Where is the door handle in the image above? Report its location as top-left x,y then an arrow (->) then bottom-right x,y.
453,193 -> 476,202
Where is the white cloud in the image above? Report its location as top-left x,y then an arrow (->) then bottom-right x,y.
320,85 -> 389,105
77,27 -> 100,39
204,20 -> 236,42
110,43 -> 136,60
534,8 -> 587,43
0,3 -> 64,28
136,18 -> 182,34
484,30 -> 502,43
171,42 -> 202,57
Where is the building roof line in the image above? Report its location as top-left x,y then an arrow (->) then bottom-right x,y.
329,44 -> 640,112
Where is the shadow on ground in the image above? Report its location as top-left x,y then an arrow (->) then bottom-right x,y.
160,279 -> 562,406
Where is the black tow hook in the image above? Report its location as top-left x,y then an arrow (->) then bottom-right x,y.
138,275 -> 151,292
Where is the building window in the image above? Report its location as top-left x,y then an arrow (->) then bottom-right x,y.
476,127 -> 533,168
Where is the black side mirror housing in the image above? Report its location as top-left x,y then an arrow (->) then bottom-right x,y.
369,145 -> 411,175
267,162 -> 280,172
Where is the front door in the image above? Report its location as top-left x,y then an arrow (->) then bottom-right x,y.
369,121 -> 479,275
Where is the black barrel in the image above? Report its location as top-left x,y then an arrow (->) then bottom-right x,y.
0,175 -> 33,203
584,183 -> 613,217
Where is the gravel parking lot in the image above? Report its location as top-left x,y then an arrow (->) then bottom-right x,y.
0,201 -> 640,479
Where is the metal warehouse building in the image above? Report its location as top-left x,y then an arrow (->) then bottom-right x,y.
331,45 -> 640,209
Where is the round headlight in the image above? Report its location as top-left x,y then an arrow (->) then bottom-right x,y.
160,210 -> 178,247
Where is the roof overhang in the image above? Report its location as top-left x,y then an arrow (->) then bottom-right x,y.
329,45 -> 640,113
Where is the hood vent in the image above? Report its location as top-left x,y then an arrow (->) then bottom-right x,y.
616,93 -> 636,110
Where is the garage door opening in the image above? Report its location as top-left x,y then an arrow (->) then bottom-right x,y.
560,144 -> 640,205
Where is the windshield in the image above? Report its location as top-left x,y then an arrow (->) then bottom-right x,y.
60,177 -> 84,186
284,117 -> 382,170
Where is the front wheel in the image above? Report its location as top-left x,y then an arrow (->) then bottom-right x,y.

### Given exercise
Rewrite the records from the start up to and including the line that contains "0,201 -> 640,479", changing "black" to "dark" and leaving everything else as it is.

### Exercise output
Where is the door handle in the image above? Report its location as top-left x,y then an arrow (->) then bottom-right x,y.
453,193 -> 476,202
Where is the white cloud in the image above? Report its location as top-left x,y then an arrow (->) then bottom-right x,y.
320,85 -> 389,105
77,27 -> 100,39
204,20 -> 236,42
110,43 -> 136,60
534,8 -> 587,43
0,3 -> 64,28
136,18 -> 182,34
484,30 -> 502,43
171,42 -> 202,57
Where is the building roof line in the image above? Report its location as top-left x,y then an arrow (->) then bottom-right x,y.
329,44 -> 640,112
Where is the shadow on ground in the image above? Report its location as top-left x,y then an arrow (->) then bottom-right x,y.
160,279 -> 562,406
Where is the dark tow hook in the image above? Report its location as top-left x,y then an arrow (->) then bottom-right x,y.
138,275 -> 151,292
Where is the building window in the image above? Report its location as top-left x,y then an arrow (->) then bottom-right x,y.
476,127 -> 533,168
Where is the dark side mirror housing in the image above? Report its location as top-left x,y then an arrow (->) then bottom-right x,y.
369,145 -> 411,175
267,162 -> 280,172
Where is the front door in the image above? Report its location as top-left x,y then an arrow (->) then bottom-right x,y.
369,121 -> 479,275
Where is the dark barrel in the image above? Report its location as top-left x,y then an arrow (->) then bottom-right x,y.
0,175 -> 33,203
584,183 -> 613,217
Where is the gravel parking lot in the image above? Report its location as top-left x,y then an arrow (->) then bottom-right x,y.
0,201 -> 640,479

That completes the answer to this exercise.